QUOTED TEXT:
--- Begin ---

# Any tips on a Coopers Draught?



## okie1 (27/7/14)

Going to do a Canadian Blonde this weekend, next, a Coopers Draught kit, any ideas on how to crank it up a bit? :super:

Thanks
okie1


----------



## GrumpyOldMan (27/7/14)

okie1

I am new to brewing and haven't tried many beers yet but I saw this on Coopers site http://coopers.com.au/#/diy-beer/beer-recipes/lager/detail/fresh-draught/ and I am going to give it a try soon. 
I am keeping things simple to start so I can see what basic recipes taste like before I jump in and add too many ingredients.
I have also found Pinterest to be a great place to look for beer related pages.
At the moment I am brewing a Morgans Blue Mountain Lager with Coopers BE2 and Pride of Ringwood hops.
I siphoned off 1.5 litres of this brew and added 150gms of stewed pears to see if it imparts any fruit flavours.
This is my first try at adding extras,experimenting etc.
Can't wait to see the difference from just brewing a can of syrup and a kg of sugar.


----------



## shacked (27/7/14)

Try this one mate: http://coopers.com.au/#/diy-beer/beer-recipes/ale/detail/coopers-celebration-ale/

Add a tin of amber LME and 500g of dex. Use some US05 yeast. Dry hop with Nelson Sauvin and Centennial (25g each).


----------

--- End ---

PROVIDED RECORDS:
--- Begin ---

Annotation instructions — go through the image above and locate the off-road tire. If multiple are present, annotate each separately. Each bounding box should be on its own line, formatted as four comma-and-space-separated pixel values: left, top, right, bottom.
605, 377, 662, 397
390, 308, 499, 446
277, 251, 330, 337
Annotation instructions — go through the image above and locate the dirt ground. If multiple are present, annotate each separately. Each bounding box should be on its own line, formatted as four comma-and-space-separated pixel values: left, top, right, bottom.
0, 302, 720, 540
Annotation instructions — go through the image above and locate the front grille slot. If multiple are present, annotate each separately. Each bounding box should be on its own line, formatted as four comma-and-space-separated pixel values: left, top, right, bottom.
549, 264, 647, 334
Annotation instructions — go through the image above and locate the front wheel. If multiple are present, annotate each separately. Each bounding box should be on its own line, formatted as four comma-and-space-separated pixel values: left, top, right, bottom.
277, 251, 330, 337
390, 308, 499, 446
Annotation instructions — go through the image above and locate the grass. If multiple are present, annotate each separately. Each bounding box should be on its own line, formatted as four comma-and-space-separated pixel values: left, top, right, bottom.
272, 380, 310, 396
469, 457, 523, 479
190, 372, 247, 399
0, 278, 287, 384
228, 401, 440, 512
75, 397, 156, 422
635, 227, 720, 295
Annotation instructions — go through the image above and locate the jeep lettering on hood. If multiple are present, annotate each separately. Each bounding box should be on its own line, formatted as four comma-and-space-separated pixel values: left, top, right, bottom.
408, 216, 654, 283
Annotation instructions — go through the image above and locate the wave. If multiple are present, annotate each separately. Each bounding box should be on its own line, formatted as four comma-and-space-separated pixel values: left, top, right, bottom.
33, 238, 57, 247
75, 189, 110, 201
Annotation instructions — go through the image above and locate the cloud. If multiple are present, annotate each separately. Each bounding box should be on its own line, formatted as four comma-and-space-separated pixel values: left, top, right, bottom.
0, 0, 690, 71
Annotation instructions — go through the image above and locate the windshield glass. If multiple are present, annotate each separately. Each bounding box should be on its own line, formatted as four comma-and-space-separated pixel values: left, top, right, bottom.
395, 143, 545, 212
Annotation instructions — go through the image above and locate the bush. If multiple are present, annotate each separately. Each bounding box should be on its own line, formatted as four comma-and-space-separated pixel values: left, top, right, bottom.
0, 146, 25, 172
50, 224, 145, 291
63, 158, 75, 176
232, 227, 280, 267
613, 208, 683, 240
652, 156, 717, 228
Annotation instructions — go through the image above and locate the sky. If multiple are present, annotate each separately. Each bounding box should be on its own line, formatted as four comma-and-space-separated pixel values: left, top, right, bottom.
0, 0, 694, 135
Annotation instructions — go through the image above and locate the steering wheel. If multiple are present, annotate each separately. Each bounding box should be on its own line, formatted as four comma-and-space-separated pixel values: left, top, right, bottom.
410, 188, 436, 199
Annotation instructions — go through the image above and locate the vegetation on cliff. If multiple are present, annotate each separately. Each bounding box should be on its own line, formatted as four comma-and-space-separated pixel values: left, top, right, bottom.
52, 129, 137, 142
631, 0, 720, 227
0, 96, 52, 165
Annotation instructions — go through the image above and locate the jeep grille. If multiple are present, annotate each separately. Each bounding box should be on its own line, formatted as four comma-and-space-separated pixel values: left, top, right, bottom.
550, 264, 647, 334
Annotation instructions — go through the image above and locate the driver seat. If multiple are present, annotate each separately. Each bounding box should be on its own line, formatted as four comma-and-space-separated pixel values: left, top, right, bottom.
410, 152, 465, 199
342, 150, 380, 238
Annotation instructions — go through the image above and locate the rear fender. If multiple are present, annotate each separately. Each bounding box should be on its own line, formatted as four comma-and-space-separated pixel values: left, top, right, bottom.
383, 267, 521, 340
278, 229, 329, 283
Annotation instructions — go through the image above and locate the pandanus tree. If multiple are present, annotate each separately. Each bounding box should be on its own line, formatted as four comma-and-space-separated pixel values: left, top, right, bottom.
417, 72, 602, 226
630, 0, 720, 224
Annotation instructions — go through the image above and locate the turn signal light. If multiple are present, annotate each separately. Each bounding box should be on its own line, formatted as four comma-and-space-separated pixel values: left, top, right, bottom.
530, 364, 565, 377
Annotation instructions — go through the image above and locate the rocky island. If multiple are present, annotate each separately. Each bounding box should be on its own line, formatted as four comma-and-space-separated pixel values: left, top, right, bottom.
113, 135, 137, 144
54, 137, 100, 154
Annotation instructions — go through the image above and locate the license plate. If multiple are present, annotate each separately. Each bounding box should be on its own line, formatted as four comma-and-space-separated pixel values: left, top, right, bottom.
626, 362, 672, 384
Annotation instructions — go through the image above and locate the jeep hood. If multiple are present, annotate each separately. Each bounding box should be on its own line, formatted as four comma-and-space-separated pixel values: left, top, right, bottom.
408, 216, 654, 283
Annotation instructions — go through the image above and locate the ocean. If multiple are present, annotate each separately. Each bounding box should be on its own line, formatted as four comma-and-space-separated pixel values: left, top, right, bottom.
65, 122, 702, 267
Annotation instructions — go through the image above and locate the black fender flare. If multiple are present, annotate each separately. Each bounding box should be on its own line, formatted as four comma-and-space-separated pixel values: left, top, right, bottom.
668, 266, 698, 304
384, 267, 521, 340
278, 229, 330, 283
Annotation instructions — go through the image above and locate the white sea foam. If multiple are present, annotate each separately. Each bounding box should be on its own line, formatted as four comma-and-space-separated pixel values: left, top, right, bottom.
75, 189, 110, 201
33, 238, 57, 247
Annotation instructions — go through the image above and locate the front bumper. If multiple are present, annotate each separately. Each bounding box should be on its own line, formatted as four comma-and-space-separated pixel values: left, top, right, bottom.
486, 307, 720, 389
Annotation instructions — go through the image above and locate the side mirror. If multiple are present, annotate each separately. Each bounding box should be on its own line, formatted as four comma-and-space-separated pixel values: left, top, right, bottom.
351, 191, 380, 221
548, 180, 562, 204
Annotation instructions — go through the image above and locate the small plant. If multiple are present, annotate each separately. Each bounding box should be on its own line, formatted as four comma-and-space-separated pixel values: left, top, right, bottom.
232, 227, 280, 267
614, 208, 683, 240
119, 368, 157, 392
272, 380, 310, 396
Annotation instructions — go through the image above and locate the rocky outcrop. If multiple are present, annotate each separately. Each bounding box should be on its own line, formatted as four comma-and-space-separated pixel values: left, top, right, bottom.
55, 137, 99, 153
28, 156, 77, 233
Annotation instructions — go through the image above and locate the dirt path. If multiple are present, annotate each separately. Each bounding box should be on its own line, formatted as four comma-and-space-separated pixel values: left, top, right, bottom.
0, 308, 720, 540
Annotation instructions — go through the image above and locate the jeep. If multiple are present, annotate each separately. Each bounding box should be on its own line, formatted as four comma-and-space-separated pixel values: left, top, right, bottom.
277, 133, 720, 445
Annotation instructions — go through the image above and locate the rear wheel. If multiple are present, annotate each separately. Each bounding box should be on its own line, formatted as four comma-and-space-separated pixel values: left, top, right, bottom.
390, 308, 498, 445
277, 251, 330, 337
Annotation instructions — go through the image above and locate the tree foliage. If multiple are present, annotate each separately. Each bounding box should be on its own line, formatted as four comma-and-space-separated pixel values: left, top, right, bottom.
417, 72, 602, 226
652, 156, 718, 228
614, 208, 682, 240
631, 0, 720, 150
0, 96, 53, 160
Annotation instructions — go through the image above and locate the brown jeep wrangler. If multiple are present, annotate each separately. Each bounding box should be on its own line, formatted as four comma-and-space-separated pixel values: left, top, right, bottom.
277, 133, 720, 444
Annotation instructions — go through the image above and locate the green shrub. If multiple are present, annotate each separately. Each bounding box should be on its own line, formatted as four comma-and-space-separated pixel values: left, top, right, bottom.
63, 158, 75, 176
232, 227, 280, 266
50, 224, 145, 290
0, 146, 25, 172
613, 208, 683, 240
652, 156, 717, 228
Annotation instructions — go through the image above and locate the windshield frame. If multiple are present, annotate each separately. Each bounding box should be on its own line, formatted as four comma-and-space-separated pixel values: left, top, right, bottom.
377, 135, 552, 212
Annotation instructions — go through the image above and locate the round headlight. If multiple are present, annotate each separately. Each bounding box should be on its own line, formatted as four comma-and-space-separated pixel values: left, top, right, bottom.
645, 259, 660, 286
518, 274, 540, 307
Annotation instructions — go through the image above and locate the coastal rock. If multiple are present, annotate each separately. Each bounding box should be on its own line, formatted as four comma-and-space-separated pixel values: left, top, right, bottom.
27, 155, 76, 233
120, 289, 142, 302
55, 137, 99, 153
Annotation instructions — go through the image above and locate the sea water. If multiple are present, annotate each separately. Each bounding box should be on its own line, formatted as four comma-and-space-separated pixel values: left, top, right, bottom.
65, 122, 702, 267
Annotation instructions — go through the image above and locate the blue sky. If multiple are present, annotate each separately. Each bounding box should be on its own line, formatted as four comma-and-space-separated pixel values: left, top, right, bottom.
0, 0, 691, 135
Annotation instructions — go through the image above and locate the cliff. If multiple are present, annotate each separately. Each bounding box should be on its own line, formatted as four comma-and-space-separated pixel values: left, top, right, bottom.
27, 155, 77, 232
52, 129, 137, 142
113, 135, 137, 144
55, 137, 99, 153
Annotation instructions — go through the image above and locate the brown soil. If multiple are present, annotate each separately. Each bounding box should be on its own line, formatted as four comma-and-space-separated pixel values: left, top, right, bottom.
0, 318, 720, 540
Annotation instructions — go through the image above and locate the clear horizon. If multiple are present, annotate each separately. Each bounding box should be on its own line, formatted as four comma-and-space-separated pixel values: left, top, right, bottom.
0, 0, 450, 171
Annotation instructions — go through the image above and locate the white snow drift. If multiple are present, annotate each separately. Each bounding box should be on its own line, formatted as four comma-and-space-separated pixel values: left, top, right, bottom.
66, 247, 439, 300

--- End ---

DIRECTIVES:
**A)** Answer these from the Coopers Draught thread:
(i) What beer does okie1 plan to brew this weekend?
(ii) How many grams of stewed pears were added to the siphoned-off brew?
(iii) Which two hops does shacked suggest for dry hopping, and how much of each?
**B)** Write out the part of the Coopers Draught thread starting with "At the moment" and going on through "## shacked (27/7/14)".
Rely only on the Coopers Draught thread.

THE REPLIES:
**A)**
(i) A Canadian Blonde.
(ii) 150 grams.
(iii) Nelson Sauvin and Centennial, 25 g each.

**B)**
At the moment I am brewing a Morgans Blue Mountain Lager with Coopers BE2 and Pride of Ringwood hops.
I siphoned off 1.5 litres of this brew and added 150gms of stewed pears to see if it imparts any fruit flavours.
This is my first try at adding extras,experimenting etc.
Can't wait to see the difference from just brewing a can of syrup and a kg of sugar.


----------



## shacked (27/7/14)